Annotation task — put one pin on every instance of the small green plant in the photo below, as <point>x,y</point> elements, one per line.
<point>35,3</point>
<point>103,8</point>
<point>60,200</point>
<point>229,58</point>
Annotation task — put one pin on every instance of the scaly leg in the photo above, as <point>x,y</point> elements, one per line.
□ □ □ □ □ □ □
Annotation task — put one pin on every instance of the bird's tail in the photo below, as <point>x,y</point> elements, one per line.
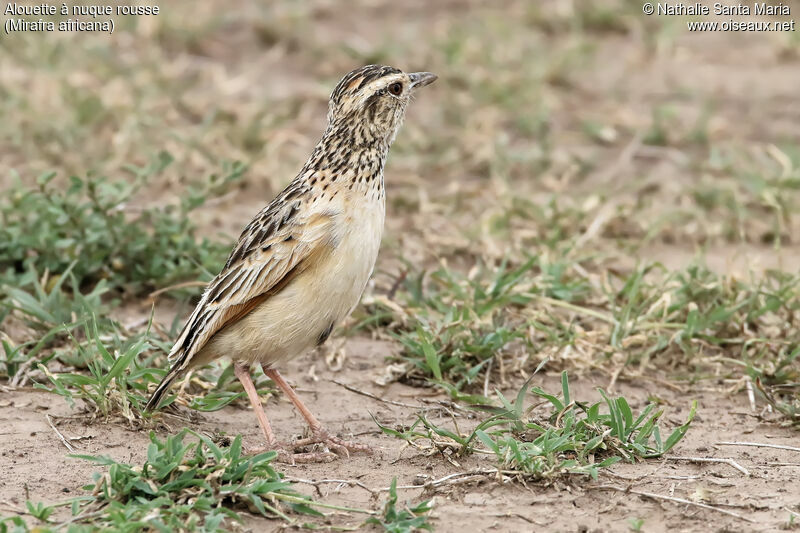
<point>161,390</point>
□ □ □ □ □ □ □
Extract the data line for line, starting at the line that contains "of the small" and ending at the line that contains "above, as <point>x,y</point> elements, one per line.", with both of those lines included.

SOLUTION TO THIS EXERCISE ▸
Annotation task — put one pin on every instance of the small green plant in the photo below, as <point>x,y</point> elements, one per line.
<point>35,3</point>
<point>103,8</point>
<point>60,200</point>
<point>229,58</point>
Annotation task — put one pin on every instance of the scaly leg in the photo above, as <point>x,y</point> elements, one per line.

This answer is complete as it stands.